WHAT TO PRODUCE: Line by line, the data below should be set down unchanged, with images excluded.

Collection entries:
○ ○ ○ ○ ○ ○ ○

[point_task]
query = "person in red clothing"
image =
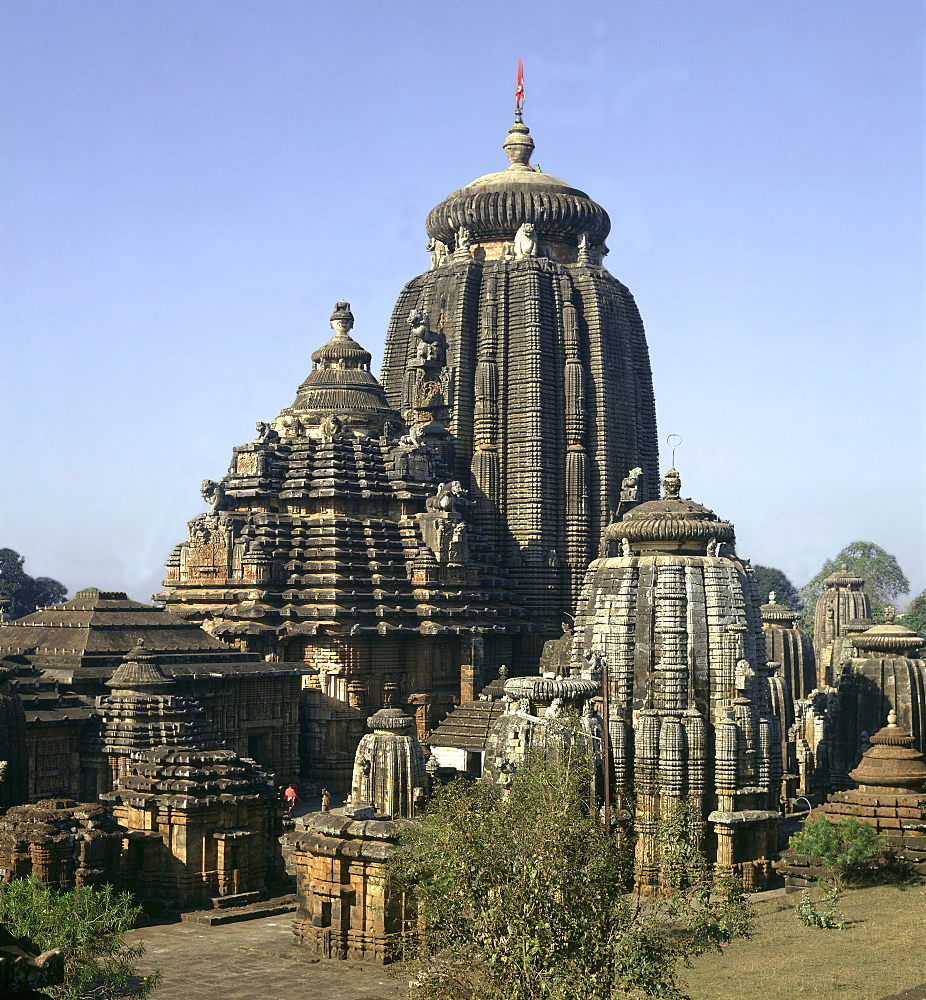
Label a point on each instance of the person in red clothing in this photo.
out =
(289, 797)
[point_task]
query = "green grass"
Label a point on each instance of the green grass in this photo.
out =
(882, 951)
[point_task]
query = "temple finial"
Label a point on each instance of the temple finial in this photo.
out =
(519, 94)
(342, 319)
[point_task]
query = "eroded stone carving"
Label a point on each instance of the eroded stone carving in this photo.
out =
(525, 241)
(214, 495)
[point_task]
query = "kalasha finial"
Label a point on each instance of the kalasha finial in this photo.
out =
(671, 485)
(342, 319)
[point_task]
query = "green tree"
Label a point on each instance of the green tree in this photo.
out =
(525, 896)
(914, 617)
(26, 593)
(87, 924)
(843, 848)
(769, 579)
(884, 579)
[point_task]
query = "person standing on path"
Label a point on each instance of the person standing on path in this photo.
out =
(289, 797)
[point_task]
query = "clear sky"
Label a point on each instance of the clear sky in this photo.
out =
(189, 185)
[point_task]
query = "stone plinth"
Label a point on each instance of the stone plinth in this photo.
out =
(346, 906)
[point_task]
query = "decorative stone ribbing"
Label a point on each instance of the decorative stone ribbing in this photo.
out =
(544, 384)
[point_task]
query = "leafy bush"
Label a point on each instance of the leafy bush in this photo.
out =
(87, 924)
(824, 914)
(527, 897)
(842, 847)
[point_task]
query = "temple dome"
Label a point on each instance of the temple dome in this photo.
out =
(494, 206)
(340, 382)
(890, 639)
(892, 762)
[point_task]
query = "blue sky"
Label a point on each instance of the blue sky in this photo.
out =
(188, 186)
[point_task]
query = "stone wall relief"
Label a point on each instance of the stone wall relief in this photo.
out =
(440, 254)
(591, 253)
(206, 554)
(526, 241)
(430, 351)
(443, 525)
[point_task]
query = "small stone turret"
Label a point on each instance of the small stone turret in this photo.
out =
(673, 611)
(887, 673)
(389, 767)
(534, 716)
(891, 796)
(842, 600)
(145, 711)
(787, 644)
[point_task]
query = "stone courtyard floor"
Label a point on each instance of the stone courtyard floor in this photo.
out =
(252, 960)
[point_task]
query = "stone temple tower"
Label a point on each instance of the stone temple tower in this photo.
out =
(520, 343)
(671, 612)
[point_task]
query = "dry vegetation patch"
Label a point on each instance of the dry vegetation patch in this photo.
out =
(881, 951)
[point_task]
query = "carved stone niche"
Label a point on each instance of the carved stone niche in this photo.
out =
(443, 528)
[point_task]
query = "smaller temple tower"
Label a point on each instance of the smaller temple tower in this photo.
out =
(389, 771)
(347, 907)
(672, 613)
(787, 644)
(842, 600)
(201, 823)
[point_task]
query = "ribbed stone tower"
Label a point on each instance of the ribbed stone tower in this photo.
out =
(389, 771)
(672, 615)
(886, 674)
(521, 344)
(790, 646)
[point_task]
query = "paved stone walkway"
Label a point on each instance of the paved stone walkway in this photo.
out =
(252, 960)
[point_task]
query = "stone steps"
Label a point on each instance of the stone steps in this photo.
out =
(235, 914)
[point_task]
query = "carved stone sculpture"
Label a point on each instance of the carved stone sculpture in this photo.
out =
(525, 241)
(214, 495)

○ ○ ○ ○ ○ ○ ○

SOLUTION FOR THIS TASK:
[point_task]
query = "person in red clothing"
image =
Label a point on each instance of the person in red clothing in this photo.
out =
(289, 797)
[point_task]
query = "green grass"
Label a point on each instance of the green grass in this photo.
out =
(882, 951)
[point_task]
query = "temple finial"
Label a point on each instance of the temple finial in this photo.
out =
(519, 94)
(342, 319)
[point_task]
query = "eroded stone carving"
Label a point on each instance of the eroded stone carving in this photo.
out =
(525, 241)
(214, 495)
[point_task]
query = "kalasha finial"
Label a point on each instance of the kalasha finial in this photo.
out =
(671, 485)
(342, 319)
[point_task]
query = "green tree"
Label a point on each instance of the green tree in this photo.
out =
(525, 896)
(914, 617)
(26, 593)
(87, 924)
(843, 848)
(769, 579)
(884, 579)
[point_task]
query = "person standing on path"
Label a point on each instance of the person standing on path in this photo.
out =
(289, 797)
[point_task]
query = "clear sky"
Label a point on each instance of the clear sky in this photo.
out =
(189, 185)
[point_task]
query = "stone plinth"
Label a point on each instance of the stone plinth in this photo.
out =
(346, 906)
[point_task]
query = "decorative stone ribbing"
Label a point on each instance of the decorative stone ribbing in this photo.
out =
(544, 384)
[point_task]
query = "leafy bush"
Label a point on each instance of the leafy bush in this photo.
out =
(87, 924)
(824, 914)
(527, 897)
(842, 847)
[point_task]
query = "temple dome"
Label a point on each instance of the temple dome in this photo.
out =
(494, 206)
(340, 382)
(890, 639)
(892, 762)
[point_task]
query = "blue sky"
Label a point on each instance of the blue sky in this photo.
out =
(188, 186)
[point_task]
query = "stone wall relief"
Label a point on each instance of the stone wall relief in this photo.
out =
(440, 254)
(591, 253)
(206, 554)
(526, 241)
(430, 351)
(443, 525)
[point_task]
query = "small stone turret"
Label a point on each instance of the small stone turret in this photo.
out =
(673, 611)
(887, 673)
(389, 767)
(534, 716)
(891, 796)
(842, 600)
(145, 711)
(787, 644)
[point_task]
query = "stone courtyard floor"
Label a point on each instance of the stone courtyard floor in this photo.
out =
(252, 960)
[point_task]
query = "stone temple tower"
Label a point on each instance of the stone temple tower in this photo.
out =
(520, 343)
(671, 612)
[point_task]
query = "dry vegetation patch"
Label a point on each instance of the dry vegetation patch in this photo.
out =
(881, 951)
[point_task]
query = "carved stone niche"
Label a point on each instance of the carved stone niche in this photo.
out =
(443, 528)
[point_task]
query = "smaller temple tower"
Label a point on each instance of the smaller temple tower in this photo.
out =
(389, 771)
(347, 907)
(672, 613)
(787, 644)
(842, 600)
(201, 823)
[point_task]
query = "ribbed stone tower"
Label a point on each instance of the ribbed stone tower in this photo.
out =
(389, 771)
(672, 615)
(886, 674)
(521, 344)
(790, 646)
[point_task]
query = "paved stone walkway"
Label a point on each instance of the paved stone walkway in this photo.
out =
(252, 960)
[point_task]
query = "stone steps"
Label a point on each instance of the stone steps in this photo.
out =
(235, 914)
[point_task]
query = "carved stone sculpture"
Label a point on each instance of the carved stone sculpture in this photo.
out =
(525, 241)
(214, 495)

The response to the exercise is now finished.